▶
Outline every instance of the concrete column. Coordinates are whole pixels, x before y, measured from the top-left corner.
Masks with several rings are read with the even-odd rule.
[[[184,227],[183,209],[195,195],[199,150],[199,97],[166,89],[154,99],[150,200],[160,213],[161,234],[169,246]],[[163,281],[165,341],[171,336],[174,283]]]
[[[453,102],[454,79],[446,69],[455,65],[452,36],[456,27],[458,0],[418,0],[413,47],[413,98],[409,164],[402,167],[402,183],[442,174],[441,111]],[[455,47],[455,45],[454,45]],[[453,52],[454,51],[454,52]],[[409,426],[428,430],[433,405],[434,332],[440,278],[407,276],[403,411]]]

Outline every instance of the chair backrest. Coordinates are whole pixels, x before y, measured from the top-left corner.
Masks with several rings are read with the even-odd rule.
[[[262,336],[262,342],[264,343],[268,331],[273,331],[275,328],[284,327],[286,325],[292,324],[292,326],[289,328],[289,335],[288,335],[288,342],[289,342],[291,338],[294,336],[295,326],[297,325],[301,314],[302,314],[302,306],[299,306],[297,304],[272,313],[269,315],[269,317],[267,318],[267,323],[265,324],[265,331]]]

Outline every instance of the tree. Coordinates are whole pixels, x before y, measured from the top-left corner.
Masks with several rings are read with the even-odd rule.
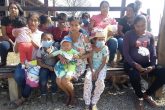
[[[83,6],[91,6],[89,0],[56,0],[56,6],[67,6],[67,7],[83,7]],[[70,16],[79,15],[81,12],[78,11],[67,11],[66,12]]]

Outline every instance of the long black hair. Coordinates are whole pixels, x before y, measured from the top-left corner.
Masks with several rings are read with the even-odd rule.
◀
> **Что нужно сделать**:
Перепишите полностью строки выше, начиная со строки с «Outline every instance of the chair» и заканчивая последней строкой включительно, умножив на 2 каждую координату вершин в ответах с округлением до целого (половины округляйте вверх). Картинки в ответ не включайте.

> **Решение задачи**:
Outline every instance of the chair backrest. Coordinates are whole pixels, x before y, measured from the top-left corner.
Masks with several rings are read with the even-odd rule.
[[[524,672],[524,684],[528,686],[536,662],[546,662],[550,656],[568,654],[572,650],[584,648],[584,652],[578,656],[578,670],[576,670],[576,684],[578,684],[582,676],[588,672],[590,652],[594,650],[602,628],[604,628],[604,612],[598,612],[594,608],[544,626],[538,630],[538,634],[534,636],[534,646],[530,648],[530,662]]]

Outline every instance of the tree. Coordinates are whole pixels, x before y, measured from the top-left corner.
Masks with several rings are read with the even-odd rule.
[[[166,12],[182,12],[178,0],[112,0],[112,12],[134,12],[134,14],[166,14]],[[140,32],[158,30],[162,24],[156,22],[134,22],[132,24]]]

Outline every instance of the long black hair. Coordinates are whole pixels, x before y, measured from the top-left corner.
Masks with several rings are read with the even-odd rule.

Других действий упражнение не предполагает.